Exercise instructions
**1)** List every virtual machine named in the Ganeti discussion.
**2)** Carry on the Ganeti discussion from its final sentence.

Excerpted text

I drew this diagram to express my current understanding:



Excellent diagram :-) And of course, on the second host there will be a lv:drbd1 as well.

Actually for drbd instances, ganeti creates two LVs: one for the actual instance data, and one for the DRBD metadata (which tracks the synchronization state of that replicated pair). The latter is always a small fixed size, 128MB I think.

The command "gnt-node volumes" will list all the LVs on all the nodes, and the instances they are associated with.

 

So Ganeti can use the same volume group as the system and create logical volumes for each instances. Users can choose whether they will use DRBD for that logical volume or not. From above diagram, vm2 will be marked as "DRBD enabled" and could be migrated to another host if it's current host failed, while vm1 and vm3 can still use normal logical volume and won't migrate anywhere in case of host failure.

Given information
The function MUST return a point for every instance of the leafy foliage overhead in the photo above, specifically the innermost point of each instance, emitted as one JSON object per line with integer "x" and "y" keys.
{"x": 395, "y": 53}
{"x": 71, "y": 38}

Outputs by task
**1)** vm1, vm2, vm3

**2)**
Spot on. When you activate vm2, a drbd device will be created dynamically at both sides, with the master at the side where the instance is running and the slave at the other side. When you live-migrate the VM, the roles are reversed.

Minor point: if you do decide to keep your system LVs in the same volume group as ganeti's LVs, then "gnt-cluster verify" will warn about these foreign LVs, unknown in its database. You can silence these warnings using:

gnt-cluster modify --reserved-lvs=centos/root,centos/swap

(assuming your lvs are called "root" and "swap" respectively, and both in the volume group "centos")

Another minor point for the diagram: normally the non-LV partition would be /boot, not /root.

Regards,

Brian.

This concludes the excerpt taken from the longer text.